# Problem statement
From the data below, please reproduce exactly everything from the line that contains "For each instance of the statue" down to the line that contains "For each instance of the patina", with both ends included.

━━━━━ Study material ━━━━━

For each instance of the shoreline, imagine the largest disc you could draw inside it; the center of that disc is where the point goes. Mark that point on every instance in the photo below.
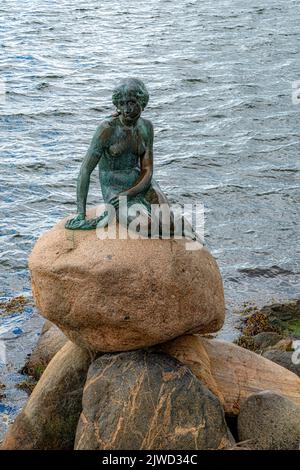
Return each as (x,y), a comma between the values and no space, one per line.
(16,385)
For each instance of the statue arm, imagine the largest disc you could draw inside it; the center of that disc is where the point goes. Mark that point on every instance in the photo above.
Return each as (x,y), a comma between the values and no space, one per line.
(89,163)
(146,164)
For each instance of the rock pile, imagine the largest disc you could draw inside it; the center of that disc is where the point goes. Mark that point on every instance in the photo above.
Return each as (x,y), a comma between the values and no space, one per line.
(126,367)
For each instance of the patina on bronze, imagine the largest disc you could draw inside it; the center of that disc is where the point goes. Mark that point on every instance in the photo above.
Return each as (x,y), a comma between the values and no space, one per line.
(122,147)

━━━━━

# Result for this task
For each instance of the statue arm, imagine the largest disc you could draw inside it; the center of that disc is where the point goes. Mark that point on every instance in the photo above.
Return each as (x,y), a comma between the values and no space, one per line.
(89,163)
(146,164)
For each instance of the rock pile, imagine the largest disc you could draw inside it; the center of that disc is where the point goes. Mark that point on every instance in the photo above.
Return each as (x,y), a comma between the values and no space, one per line.
(126,367)
For each instance of the patina on bronze, imagine the largest disc you could draw inside it; the center of that disc is where the point goes. Mark that point on every instance in the photo above.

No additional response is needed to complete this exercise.